[Stored items]
= Beginning of Section =
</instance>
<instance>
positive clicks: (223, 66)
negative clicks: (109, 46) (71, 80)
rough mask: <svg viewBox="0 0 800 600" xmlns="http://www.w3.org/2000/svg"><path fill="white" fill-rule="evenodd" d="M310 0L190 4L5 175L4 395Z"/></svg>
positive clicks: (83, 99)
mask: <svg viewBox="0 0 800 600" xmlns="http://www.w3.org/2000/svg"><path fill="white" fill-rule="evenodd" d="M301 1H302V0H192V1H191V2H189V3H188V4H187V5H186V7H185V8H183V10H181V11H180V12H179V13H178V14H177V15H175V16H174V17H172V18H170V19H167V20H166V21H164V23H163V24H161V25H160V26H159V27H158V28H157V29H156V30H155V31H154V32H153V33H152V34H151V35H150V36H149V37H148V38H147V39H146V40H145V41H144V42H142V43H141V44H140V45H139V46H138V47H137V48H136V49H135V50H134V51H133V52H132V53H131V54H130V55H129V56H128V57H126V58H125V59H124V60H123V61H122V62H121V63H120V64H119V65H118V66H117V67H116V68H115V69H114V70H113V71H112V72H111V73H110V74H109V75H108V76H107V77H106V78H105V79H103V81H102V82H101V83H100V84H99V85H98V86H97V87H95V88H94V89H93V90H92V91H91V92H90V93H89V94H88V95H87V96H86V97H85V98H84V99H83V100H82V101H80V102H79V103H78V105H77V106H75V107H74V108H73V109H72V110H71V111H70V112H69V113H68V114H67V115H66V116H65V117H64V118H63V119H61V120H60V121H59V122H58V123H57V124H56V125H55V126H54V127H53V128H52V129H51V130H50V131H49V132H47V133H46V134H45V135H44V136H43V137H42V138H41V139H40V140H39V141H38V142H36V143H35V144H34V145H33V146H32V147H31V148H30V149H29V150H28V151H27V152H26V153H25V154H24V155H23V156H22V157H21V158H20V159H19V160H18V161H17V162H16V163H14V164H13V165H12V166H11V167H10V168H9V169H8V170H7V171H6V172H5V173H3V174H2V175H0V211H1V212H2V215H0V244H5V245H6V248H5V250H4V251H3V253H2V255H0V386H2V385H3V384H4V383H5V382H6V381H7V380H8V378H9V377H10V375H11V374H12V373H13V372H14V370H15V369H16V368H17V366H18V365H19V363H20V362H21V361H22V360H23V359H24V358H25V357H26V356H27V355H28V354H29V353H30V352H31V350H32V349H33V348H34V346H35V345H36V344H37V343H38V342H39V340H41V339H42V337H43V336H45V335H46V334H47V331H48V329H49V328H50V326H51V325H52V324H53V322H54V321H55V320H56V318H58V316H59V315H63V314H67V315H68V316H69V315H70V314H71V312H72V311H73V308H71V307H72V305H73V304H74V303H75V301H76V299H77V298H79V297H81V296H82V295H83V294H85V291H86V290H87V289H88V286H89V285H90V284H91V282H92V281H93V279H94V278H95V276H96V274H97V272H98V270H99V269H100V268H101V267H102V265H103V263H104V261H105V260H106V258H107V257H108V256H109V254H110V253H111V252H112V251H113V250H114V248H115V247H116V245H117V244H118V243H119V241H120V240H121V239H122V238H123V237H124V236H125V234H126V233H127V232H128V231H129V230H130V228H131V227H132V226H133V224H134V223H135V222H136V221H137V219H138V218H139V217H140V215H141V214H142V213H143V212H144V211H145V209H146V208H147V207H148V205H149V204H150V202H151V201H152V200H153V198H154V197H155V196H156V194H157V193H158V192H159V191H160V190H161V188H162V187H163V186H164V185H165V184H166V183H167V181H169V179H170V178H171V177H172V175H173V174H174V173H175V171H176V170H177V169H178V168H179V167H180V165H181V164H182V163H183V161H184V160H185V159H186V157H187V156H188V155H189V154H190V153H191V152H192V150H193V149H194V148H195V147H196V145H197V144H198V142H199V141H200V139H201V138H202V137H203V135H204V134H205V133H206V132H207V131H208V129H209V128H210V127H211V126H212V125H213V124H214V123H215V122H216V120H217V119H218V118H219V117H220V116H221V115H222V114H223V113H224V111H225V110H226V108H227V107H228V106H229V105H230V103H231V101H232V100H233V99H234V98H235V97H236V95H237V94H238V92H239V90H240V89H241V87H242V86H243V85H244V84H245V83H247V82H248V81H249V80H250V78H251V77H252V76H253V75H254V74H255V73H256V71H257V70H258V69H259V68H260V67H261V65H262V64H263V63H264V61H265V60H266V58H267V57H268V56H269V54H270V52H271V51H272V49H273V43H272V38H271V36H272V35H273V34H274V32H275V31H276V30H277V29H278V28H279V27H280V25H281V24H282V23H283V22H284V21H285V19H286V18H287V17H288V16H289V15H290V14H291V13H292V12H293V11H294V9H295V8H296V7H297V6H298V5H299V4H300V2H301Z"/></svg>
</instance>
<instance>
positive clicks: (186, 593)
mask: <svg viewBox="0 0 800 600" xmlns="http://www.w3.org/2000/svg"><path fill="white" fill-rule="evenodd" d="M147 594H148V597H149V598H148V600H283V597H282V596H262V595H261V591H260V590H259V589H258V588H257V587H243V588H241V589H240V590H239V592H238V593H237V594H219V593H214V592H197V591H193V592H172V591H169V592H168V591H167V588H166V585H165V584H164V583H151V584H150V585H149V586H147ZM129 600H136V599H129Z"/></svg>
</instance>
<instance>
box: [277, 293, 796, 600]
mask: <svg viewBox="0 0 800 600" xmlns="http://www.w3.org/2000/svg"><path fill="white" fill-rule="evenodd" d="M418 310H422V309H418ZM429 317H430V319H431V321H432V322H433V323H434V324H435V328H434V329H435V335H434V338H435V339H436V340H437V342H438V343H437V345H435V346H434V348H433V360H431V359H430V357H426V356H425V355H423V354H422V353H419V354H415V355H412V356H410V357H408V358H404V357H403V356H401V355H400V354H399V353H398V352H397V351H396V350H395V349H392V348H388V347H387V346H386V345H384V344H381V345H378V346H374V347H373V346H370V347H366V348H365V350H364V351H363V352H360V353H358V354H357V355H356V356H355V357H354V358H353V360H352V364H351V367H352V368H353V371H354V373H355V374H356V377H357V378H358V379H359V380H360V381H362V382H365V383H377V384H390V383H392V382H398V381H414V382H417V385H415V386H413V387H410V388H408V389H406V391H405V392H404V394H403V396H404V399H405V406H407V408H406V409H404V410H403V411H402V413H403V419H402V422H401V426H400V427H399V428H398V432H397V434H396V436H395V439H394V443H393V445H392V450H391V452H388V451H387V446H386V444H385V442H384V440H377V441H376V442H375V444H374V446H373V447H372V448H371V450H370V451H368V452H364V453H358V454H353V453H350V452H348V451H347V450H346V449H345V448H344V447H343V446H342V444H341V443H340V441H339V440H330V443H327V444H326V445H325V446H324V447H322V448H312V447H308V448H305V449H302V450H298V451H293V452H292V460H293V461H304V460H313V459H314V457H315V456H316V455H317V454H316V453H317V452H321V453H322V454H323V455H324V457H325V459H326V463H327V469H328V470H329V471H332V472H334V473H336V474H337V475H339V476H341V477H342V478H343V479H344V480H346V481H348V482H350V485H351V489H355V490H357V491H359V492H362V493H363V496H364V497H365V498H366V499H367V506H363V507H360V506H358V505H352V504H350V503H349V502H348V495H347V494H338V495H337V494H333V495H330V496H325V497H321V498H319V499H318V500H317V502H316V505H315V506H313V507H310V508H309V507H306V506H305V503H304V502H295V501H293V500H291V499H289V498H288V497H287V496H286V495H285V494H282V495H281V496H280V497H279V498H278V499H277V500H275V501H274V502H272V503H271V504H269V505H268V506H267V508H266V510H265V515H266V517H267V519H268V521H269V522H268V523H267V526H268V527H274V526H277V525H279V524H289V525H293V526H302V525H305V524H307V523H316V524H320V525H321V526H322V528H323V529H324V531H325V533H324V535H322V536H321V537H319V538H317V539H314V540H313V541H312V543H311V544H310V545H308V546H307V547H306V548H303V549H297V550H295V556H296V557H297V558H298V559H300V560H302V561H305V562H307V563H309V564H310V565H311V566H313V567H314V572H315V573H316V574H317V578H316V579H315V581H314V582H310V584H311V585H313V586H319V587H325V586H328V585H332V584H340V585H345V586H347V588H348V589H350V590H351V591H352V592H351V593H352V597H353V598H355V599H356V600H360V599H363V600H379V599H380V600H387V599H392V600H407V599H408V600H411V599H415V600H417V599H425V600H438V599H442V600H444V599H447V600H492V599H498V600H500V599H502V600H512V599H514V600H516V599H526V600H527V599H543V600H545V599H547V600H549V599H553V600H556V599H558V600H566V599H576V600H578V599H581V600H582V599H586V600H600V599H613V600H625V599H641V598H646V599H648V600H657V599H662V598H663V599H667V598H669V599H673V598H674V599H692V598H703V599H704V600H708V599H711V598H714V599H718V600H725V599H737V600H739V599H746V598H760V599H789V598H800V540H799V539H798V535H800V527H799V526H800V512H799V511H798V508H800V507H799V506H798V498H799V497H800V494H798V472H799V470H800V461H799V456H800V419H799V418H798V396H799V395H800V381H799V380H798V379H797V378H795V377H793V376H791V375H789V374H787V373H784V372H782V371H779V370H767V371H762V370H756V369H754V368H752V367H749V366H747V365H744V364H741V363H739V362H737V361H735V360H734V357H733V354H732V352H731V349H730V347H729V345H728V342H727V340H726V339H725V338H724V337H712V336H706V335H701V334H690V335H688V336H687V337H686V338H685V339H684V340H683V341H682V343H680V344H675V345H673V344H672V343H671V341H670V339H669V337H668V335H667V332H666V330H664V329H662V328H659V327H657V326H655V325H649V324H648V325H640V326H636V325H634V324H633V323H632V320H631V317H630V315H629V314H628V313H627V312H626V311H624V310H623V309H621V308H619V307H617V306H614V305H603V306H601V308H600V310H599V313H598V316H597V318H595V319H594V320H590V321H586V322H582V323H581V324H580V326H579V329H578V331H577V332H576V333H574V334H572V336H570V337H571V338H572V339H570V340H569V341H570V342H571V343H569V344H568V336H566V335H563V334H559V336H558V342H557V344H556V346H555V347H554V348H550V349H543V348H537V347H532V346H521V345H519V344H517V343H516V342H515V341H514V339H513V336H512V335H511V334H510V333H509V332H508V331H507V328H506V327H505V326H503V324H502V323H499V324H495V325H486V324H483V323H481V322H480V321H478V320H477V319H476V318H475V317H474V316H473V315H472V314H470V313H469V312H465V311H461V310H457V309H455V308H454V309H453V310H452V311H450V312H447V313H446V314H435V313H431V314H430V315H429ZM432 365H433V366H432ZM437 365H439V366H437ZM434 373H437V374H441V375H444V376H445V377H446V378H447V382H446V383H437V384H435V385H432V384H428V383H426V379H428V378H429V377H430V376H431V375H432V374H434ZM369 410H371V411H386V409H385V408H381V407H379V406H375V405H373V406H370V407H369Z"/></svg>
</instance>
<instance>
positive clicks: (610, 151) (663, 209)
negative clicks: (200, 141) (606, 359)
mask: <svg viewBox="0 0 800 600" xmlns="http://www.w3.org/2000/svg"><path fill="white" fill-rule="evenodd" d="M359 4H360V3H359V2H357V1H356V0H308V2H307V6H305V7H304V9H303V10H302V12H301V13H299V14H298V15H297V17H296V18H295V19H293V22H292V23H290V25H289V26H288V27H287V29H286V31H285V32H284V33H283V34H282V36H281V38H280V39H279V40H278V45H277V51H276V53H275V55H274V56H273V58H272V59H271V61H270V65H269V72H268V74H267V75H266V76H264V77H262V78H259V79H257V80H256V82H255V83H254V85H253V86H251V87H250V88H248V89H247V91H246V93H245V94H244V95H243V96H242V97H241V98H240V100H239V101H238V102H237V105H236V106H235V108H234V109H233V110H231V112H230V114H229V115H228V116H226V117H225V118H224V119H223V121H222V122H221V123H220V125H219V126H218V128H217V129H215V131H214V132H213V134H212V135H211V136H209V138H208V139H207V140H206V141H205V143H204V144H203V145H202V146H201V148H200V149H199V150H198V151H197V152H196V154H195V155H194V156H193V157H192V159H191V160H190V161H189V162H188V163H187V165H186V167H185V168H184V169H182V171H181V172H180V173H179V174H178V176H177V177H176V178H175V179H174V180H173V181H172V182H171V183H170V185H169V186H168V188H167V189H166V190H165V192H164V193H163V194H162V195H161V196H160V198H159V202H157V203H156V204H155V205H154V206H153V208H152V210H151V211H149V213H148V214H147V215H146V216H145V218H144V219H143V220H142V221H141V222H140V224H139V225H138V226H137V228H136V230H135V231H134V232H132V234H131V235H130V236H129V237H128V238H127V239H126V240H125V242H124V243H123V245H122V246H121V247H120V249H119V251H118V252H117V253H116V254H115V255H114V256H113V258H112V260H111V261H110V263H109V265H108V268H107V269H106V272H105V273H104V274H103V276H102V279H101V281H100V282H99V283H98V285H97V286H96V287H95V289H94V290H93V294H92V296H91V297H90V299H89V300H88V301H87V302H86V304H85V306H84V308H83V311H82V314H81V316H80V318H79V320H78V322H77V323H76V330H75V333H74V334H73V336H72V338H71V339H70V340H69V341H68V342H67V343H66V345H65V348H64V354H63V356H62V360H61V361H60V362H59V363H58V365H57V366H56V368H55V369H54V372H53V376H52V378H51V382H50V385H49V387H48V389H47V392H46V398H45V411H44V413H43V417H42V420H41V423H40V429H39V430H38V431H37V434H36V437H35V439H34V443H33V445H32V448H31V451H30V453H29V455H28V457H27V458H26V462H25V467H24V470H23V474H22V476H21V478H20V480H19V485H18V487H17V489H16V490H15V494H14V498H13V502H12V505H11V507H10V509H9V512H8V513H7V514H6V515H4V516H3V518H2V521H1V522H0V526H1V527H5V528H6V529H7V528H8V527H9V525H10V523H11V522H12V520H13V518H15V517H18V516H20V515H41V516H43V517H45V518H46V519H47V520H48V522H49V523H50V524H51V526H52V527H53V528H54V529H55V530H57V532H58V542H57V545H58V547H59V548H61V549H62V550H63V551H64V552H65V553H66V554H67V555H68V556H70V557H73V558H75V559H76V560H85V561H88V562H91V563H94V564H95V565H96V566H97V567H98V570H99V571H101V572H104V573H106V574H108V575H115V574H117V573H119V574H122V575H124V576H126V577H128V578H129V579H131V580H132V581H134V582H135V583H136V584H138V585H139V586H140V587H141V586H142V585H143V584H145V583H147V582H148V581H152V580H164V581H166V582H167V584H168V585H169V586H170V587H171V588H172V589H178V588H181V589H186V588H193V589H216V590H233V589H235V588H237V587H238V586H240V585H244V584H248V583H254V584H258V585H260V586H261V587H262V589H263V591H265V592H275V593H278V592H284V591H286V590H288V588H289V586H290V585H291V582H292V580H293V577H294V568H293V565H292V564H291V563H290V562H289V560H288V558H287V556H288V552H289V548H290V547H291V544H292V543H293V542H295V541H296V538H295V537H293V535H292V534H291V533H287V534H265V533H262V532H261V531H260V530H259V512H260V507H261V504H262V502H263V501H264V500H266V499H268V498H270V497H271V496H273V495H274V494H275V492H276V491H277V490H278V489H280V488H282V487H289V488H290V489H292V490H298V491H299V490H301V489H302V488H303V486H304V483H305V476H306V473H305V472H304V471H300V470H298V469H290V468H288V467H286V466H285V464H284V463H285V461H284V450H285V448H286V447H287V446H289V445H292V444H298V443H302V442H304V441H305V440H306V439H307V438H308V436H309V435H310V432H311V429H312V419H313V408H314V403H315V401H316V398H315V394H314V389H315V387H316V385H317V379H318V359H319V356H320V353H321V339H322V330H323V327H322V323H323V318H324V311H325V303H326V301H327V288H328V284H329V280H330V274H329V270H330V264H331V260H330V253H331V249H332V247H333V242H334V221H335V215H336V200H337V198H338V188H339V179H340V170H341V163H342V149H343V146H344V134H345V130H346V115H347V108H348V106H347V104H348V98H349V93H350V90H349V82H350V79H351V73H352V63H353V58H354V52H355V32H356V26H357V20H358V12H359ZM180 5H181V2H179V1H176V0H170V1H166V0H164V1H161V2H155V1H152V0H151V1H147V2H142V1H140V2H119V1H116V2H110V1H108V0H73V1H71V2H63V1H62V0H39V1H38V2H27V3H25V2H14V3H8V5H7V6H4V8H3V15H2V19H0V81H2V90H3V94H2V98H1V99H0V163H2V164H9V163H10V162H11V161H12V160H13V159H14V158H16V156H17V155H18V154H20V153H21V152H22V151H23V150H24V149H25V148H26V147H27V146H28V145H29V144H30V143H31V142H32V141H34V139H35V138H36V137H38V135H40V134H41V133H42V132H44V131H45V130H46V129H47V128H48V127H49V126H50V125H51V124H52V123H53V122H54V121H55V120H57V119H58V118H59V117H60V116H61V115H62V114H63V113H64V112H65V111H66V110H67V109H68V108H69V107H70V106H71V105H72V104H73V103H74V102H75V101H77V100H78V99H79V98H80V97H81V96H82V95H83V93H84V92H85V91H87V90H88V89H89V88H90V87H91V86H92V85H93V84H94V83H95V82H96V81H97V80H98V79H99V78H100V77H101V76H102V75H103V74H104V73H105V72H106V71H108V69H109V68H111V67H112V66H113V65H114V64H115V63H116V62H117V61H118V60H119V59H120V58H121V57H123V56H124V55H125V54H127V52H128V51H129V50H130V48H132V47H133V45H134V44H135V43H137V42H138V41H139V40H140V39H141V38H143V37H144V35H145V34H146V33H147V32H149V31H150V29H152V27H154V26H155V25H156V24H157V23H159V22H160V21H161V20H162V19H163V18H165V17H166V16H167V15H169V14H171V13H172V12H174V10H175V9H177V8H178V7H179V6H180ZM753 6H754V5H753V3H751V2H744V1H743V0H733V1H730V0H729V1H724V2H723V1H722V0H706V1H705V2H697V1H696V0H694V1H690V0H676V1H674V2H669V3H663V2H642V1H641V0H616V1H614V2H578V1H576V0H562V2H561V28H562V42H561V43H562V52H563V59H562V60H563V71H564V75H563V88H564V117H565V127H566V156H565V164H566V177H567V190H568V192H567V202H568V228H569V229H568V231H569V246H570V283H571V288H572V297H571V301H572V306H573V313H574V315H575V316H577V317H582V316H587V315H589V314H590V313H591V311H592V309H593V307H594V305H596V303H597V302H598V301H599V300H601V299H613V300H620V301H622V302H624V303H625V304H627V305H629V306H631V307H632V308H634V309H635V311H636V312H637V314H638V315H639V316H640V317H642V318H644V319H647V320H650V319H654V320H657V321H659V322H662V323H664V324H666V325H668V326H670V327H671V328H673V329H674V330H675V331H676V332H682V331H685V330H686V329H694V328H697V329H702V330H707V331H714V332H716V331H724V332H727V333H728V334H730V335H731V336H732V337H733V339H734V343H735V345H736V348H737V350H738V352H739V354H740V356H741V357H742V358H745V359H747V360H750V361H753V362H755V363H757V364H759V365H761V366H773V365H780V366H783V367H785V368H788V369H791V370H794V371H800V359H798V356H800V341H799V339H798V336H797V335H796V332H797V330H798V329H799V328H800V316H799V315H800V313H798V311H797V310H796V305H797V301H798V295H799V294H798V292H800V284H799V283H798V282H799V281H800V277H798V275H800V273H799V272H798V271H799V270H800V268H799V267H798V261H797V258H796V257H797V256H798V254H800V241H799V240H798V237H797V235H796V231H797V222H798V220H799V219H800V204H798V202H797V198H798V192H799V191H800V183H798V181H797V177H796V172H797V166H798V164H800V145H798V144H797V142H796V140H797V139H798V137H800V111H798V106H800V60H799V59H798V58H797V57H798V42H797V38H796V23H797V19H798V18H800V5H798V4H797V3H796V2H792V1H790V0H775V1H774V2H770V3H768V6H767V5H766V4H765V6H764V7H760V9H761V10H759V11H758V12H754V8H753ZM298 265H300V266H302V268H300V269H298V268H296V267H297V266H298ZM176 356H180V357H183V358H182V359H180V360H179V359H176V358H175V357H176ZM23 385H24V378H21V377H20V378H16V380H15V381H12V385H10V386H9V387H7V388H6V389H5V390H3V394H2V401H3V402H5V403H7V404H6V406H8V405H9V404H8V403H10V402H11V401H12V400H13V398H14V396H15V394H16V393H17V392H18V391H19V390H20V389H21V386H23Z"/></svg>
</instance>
= End of Section =
WHAT THIS TASK INVOLVES -
Copy out, character for character, the stretch of the items above from their first line through the line containing "positive clicks: (83, 99)".

REPLY -
</instance>
<instance>
positive clicks: (223, 66)
negative clicks: (109, 46) (71, 80)
rough mask: <svg viewBox="0 0 800 600" xmlns="http://www.w3.org/2000/svg"><path fill="white" fill-rule="evenodd" d="M310 0L190 4L5 175L4 395Z"/></svg>
positive clicks: (83, 99)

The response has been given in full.